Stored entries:

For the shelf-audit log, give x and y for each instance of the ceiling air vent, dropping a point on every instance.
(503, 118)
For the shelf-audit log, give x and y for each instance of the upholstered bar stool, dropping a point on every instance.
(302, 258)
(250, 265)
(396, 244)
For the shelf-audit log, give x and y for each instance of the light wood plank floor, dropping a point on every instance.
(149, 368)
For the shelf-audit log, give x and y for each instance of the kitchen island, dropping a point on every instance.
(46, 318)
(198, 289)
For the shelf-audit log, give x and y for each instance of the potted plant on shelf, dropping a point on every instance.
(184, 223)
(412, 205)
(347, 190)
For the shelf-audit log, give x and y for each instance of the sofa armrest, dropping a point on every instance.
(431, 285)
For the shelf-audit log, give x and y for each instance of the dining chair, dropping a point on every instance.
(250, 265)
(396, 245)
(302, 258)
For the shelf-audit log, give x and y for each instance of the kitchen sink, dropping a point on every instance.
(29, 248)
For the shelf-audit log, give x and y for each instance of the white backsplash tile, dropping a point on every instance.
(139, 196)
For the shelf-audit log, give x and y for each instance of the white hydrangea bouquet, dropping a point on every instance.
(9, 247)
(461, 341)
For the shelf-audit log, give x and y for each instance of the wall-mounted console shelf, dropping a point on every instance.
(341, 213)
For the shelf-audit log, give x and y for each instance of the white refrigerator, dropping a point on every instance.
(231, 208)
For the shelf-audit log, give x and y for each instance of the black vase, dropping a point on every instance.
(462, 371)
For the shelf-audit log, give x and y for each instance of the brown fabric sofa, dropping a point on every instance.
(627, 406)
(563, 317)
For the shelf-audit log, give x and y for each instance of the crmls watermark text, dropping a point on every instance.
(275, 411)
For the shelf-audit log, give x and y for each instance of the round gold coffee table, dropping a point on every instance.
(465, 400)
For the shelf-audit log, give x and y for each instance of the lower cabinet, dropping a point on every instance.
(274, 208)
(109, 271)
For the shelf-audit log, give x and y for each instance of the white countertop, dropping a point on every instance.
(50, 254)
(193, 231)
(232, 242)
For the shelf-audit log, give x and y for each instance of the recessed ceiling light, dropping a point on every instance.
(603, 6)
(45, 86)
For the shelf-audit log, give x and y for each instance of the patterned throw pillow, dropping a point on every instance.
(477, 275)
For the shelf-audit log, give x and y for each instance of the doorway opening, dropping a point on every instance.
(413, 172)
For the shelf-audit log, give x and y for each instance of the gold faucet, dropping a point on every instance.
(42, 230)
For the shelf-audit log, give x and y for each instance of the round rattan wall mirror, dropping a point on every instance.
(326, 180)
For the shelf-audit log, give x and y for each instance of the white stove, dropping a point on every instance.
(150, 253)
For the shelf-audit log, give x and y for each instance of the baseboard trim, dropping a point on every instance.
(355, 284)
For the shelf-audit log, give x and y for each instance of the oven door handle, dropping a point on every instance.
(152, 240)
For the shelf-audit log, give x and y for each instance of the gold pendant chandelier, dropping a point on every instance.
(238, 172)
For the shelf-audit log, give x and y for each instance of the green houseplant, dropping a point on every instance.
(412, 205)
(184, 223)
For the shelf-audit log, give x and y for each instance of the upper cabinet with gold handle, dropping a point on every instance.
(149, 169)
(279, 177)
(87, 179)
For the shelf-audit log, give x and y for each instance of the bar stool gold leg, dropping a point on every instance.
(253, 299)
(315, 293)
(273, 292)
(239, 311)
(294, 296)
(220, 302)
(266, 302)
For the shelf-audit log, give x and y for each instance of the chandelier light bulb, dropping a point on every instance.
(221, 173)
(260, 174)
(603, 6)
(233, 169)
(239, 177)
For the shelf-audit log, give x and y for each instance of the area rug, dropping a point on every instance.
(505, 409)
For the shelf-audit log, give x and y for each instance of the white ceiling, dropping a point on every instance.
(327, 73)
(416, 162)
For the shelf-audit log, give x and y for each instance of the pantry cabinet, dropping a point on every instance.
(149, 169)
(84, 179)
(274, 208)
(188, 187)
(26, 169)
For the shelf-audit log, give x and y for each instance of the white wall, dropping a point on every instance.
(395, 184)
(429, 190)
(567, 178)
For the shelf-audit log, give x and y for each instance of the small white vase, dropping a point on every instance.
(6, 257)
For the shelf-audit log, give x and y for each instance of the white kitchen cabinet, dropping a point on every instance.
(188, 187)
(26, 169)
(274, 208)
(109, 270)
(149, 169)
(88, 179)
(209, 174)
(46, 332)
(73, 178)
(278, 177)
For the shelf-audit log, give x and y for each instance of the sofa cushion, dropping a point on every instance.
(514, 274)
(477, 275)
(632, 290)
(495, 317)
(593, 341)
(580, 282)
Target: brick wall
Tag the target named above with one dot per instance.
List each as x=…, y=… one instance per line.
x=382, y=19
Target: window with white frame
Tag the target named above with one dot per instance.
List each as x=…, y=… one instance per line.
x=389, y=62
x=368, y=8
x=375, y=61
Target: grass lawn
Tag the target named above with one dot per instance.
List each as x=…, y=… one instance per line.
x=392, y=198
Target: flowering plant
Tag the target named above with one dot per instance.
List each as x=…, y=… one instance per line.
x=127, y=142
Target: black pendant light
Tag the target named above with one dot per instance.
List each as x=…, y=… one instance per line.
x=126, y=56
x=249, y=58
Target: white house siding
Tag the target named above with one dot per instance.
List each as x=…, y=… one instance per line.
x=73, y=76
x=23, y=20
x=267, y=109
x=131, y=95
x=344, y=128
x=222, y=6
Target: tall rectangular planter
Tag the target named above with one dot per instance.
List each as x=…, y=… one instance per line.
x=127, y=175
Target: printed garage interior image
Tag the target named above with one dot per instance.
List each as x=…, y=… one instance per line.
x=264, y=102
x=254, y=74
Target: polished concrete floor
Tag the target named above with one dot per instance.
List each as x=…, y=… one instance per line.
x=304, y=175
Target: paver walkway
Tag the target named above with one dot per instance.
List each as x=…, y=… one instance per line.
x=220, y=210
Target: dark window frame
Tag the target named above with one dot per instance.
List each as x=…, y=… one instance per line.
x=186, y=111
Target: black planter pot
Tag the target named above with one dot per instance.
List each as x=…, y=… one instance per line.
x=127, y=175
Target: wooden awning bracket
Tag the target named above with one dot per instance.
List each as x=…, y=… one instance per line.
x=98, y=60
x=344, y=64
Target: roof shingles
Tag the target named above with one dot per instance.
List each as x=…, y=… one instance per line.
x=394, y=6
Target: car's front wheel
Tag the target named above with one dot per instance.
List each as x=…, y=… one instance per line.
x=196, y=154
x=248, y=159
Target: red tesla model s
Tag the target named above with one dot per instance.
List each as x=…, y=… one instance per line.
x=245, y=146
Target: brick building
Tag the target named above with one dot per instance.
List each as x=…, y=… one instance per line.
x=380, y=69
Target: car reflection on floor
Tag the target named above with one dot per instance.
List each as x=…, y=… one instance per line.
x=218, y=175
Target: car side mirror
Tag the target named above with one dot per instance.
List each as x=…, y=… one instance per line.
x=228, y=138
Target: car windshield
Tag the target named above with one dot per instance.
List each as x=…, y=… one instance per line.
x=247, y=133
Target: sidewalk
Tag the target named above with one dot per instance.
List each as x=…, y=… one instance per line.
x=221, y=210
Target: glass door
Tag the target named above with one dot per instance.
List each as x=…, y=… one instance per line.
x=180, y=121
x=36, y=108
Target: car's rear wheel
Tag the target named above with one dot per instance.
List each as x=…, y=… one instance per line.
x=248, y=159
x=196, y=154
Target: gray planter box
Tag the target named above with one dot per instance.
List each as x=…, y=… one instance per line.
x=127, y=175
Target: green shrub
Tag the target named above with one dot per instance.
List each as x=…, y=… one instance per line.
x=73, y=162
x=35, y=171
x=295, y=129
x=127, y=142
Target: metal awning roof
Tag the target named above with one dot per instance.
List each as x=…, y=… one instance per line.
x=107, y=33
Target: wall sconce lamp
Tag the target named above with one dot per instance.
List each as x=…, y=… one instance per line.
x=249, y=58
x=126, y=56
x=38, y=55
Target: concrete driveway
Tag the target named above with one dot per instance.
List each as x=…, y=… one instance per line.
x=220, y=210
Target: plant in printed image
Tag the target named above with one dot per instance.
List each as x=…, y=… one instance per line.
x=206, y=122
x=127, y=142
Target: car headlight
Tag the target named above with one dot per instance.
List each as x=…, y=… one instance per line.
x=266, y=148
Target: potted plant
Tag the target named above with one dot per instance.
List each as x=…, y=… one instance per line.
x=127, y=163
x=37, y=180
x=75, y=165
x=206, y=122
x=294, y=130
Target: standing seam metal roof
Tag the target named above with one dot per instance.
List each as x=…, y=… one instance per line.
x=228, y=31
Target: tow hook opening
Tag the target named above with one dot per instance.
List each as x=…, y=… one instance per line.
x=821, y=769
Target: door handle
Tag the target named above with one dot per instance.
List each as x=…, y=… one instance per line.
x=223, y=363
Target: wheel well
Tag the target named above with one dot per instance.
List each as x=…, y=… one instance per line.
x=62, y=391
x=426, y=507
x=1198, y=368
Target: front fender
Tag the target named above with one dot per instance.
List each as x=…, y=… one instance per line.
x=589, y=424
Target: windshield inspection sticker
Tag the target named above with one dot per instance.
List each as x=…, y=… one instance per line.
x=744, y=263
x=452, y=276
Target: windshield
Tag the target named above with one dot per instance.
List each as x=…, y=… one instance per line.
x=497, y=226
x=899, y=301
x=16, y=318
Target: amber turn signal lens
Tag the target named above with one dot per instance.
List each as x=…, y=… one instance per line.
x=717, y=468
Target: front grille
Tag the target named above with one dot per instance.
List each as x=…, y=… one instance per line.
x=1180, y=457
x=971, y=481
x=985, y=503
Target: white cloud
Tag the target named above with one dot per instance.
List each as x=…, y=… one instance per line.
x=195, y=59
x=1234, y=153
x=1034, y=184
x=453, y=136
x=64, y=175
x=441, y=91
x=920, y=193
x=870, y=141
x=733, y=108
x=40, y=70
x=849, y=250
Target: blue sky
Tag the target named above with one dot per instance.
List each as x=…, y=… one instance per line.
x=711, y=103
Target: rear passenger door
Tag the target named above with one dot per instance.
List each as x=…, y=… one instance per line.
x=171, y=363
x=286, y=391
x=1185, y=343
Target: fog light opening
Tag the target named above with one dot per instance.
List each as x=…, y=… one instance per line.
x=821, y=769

§ PROMPT: Copy exactly the line containing "Target: white cloud" and every line after it, ending with the last line of the records above.

§ TASK RESULT:
Target: white cloud
Tag the target named above with one dot per instance.
List each as x=…, y=… one instance per line.
x=195, y=59
x=1234, y=153
x=1034, y=184
x=453, y=136
x=64, y=175
x=441, y=91
x=920, y=193
x=870, y=141
x=733, y=108
x=40, y=70
x=849, y=250
Target: blue sky
Tag the target named above with one dot per instance.
List each as x=…, y=… one instance per line.
x=711, y=103
Target: rear passenger door
Tag the target named above with one dot per instance.
List each as x=…, y=… one instance per line.
x=171, y=363
x=286, y=391
x=1185, y=343
Target: fog light opening
Tag the target named above with one dot per instance.
List each as x=…, y=… one instance per line.
x=821, y=769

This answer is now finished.